**TEXTO PROPORCIONADO**
━━━━━━━━━━━━━━━━━━━━━━━━━━━━━━

En 1670, Carlos II concede a la Compañía el derecho a «capitanear ejércitos, declarar la guerra, acordar la paz y formar alianzas»
Recreación de los uniformes de los Casacas Rojas |
Este texto es parte de un trabajo de
mayor envergadura sobre los mercenarios. Lejos de tratar la figura de los
soldados de fortuna, el artículo se centra en el uso que de ellos han hecho
diversos estados a lo largo de la Historia.
En concreto aquí se presenta el uso de
una parte del ejército británico, los Casacas Rojas, por parte de una compañía
privada, con el beneplácito del gobierno británico.
Finalmente se hilan unas conclusiones
y se plantean unas pocas preguntas.
Una
iniciativa económica privada
En el año 1600 Su Graciosa Majestad Isabel
I, otorga el monopolio del comercio
con Asia a una sociedad privada de inversores, la Compañía Británica de las Indias
Orientales, mediante la Carta Real que Jacobo I -en 1609-,
renueva por un tiempo indefinido.
El éxito de la Compañía es arrollador: el comercio del té, seda, porcelana y
especias, le posibilita crear el primer
punto de intercambio permanente en la India y establecer su primera fábrica;
los beneficios económicos son enormes. Esta
sociedad choca con los intereses de los holandeses, cuya presencia en la zona es
anterior; tras una suerte de éxitos
militares y acertadas maniobras diplomáticas, los ingleses se imponen,
pudiendo así comerciar en todos los puertos, y elevando el número de sus
fábricas hasta 23.

━━━━━━━━━━━━━━━━━━━━━━━━━━━━━━

**LÍNEAS**

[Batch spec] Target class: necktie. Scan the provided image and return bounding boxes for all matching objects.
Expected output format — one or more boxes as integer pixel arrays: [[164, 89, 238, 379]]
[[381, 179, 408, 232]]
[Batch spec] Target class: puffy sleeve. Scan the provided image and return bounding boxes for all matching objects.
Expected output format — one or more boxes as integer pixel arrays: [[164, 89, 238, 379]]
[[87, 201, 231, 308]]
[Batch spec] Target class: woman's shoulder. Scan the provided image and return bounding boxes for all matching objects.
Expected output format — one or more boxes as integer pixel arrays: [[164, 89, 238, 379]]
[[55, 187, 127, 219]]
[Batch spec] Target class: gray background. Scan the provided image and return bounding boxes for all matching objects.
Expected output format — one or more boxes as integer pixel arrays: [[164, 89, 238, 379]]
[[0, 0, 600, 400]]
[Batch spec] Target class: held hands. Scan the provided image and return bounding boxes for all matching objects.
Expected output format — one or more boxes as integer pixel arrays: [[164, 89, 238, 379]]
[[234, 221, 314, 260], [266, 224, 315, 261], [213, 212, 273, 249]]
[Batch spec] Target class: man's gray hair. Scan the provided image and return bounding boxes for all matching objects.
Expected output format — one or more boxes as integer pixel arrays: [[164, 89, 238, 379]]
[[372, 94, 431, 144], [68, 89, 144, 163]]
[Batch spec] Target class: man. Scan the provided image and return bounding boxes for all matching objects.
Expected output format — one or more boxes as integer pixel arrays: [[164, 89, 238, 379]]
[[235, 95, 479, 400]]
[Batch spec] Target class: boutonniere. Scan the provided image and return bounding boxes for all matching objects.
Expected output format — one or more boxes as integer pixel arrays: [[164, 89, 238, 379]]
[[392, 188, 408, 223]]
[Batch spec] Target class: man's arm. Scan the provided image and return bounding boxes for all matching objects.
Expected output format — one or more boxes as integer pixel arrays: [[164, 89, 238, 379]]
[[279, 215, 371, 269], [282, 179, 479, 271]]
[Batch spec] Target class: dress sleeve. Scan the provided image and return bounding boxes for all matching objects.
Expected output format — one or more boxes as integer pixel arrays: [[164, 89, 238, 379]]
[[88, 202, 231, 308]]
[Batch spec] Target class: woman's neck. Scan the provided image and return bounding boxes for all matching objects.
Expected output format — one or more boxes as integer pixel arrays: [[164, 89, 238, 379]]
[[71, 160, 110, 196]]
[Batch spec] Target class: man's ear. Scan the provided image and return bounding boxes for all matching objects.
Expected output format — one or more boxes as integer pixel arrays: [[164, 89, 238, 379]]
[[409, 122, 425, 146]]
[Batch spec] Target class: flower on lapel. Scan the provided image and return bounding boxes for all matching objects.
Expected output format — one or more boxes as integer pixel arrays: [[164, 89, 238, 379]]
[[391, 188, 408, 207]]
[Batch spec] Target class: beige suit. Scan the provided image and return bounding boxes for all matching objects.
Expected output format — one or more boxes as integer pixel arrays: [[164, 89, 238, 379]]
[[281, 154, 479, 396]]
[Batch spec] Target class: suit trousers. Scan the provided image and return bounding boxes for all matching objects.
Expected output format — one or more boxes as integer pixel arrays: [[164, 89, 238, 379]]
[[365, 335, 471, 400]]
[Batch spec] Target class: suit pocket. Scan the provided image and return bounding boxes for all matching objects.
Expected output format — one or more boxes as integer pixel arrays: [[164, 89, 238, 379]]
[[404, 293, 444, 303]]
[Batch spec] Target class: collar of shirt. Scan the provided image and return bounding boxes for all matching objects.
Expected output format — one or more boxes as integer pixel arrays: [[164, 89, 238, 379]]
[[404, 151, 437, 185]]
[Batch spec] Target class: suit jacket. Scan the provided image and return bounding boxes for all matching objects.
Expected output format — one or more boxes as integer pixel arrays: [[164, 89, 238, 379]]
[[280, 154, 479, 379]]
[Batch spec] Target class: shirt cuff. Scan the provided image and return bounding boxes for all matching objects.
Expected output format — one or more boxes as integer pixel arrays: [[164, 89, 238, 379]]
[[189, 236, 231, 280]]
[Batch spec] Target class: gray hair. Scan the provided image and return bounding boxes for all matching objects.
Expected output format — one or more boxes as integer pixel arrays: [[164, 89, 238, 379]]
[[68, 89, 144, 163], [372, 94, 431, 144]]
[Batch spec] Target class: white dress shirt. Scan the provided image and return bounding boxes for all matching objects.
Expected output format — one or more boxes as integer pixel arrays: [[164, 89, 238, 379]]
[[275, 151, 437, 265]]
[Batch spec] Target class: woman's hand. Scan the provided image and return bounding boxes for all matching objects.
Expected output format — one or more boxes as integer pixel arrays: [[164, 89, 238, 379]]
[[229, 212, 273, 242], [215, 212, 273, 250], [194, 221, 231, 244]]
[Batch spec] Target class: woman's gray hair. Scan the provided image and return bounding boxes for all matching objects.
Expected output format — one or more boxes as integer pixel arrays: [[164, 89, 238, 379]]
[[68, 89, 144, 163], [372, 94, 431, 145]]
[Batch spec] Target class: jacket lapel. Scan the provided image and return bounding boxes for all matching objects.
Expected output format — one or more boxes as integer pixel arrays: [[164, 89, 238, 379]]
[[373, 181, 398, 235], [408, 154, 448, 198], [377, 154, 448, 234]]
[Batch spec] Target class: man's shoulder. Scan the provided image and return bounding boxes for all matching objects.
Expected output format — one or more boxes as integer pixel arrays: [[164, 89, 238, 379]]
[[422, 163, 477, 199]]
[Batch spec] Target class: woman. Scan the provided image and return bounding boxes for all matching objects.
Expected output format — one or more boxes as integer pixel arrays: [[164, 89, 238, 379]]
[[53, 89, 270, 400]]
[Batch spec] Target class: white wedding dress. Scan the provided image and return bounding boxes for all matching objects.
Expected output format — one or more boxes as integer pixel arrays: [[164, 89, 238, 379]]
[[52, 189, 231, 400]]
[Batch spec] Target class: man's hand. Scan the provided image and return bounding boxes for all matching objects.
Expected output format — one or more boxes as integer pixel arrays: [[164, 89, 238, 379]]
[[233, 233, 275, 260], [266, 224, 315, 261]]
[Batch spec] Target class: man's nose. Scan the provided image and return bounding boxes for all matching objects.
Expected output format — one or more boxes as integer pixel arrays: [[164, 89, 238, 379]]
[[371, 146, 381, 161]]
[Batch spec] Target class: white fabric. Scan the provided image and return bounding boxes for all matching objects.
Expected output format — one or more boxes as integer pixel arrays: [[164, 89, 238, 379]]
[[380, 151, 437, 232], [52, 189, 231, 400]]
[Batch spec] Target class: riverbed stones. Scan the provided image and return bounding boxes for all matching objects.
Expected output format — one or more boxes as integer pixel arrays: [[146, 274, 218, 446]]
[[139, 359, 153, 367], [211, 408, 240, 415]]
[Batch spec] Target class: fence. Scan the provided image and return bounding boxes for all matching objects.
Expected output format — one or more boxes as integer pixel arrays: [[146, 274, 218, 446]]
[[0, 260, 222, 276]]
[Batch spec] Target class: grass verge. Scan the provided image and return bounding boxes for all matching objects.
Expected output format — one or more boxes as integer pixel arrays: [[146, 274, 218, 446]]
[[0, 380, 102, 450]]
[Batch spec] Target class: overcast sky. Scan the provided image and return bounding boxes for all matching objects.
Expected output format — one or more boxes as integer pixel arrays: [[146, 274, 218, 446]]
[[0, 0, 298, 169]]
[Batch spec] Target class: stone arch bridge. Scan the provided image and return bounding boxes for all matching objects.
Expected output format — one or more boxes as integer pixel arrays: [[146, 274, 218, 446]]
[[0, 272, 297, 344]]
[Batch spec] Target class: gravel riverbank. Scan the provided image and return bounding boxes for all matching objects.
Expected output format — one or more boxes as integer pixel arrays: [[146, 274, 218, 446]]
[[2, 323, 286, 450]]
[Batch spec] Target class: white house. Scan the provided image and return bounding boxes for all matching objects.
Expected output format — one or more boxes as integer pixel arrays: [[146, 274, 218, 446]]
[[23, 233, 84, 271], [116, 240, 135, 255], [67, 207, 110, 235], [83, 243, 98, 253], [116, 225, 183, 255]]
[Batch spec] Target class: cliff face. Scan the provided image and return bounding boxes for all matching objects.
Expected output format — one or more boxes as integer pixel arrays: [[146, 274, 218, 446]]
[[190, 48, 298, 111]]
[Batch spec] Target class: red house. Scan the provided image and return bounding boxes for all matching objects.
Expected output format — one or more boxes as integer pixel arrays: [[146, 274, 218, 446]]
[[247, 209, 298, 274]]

━━━━━━━━━━━━━━━━━━━━━━━━━━━━━━

**TAREAS PROPUESTAS**
• 1. Responde a partir del texto sobre la Compañía de las Indias Orientales:
(a) ¿Qué rey concede a la Compañía, en 1670, el derecho a declarar la guerra y acordar la paz?
(b) ¿En qué año renueva Jacobo I la Carta Real?
(c) ¿Hasta cuántas fábricas llegan los ingleses tras imponerse en la zona?
• 2. Reproduce del texto sobre la Compañía de las Indias Orientales el fragmento que empieza con las palabras «En concreto aquí» y termina con «unas pocas preguntas.».
• 3. Según el texto sobre la Compañía de las Indias Orientales, ¿qué permitió a los ingleses comerciar en todos los puertos? Explícalo en una a tres oraciones.
Las líneas no guardan ninguna relación con el texto sobre la Compañía de las Indias Orientales.

**RESPUESTAS POR TAREA**
• 1.
(a) Carlos II.
(b) En 1609.
(c) Hasta 23.

• 2.
En concreto aquí se presenta el uso de
una parte del ejército británico, los Casacas Rojas, por parte de una compañía
privada, con el beneplácito del gobierno británico.
Finalmente se hilan unas conclusiones
y se plantean unas pocas preguntas.

• 3. Los ingleses se impusieron en la zona tras una serie de éxitos militares y acertadas maniobras diplomáticas. Eso les permitió comerciar en todos los puertos y elevar el número de sus fábricas hasta 23.